Your task: Return only this: the line with "head, one line per instance." and all the lines that follow it below, through the final one, exactly as they are.

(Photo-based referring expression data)
---+---

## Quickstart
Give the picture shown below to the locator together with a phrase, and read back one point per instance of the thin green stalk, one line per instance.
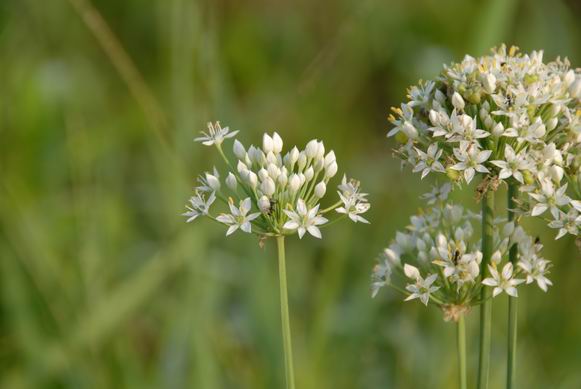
(486, 307)
(286, 334)
(512, 301)
(462, 352)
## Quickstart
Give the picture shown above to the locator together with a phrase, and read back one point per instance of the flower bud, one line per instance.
(282, 179)
(252, 179)
(320, 151)
(569, 78)
(309, 173)
(238, 149)
(528, 177)
(331, 170)
(312, 148)
(264, 204)
(268, 187)
(293, 157)
(575, 89)
(273, 171)
(262, 174)
(330, 157)
(556, 172)
(496, 257)
(267, 143)
(294, 183)
(498, 129)
(302, 162)
(488, 121)
(241, 167)
(452, 174)
(213, 182)
(489, 83)
(434, 117)
(551, 124)
(458, 101)
(320, 189)
(276, 143)
(231, 181)
(554, 110)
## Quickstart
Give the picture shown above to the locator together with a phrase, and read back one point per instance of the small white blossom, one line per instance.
(502, 282)
(238, 217)
(215, 135)
(422, 288)
(470, 160)
(199, 205)
(303, 219)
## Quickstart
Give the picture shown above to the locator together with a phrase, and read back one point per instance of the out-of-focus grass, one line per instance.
(101, 283)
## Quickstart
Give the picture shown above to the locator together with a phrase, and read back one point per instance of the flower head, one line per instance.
(303, 219)
(215, 135)
(285, 190)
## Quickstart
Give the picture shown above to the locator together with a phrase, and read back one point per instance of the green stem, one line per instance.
(486, 307)
(462, 352)
(284, 313)
(512, 301)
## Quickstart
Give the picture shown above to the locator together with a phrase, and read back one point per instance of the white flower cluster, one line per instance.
(507, 115)
(438, 257)
(276, 194)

---+---

Expected answer:
Give the picture shown above to the locator together with a phrase, and read back one point per instance of the flower head, one line per instance.
(303, 219)
(215, 135)
(285, 190)
## Quickstart
Give the picture shown above to the locator together with a phrase, and read back one point per instance of the green stem, one line per instance.
(486, 307)
(462, 352)
(284, 313)
(512, 301)
## Quickstart
Give the picture shown above to the locator together with a phrase, and read back one point per instance of the white flower cluster, one line per instance.
(507, 115)
(438, 257)
(276, 194)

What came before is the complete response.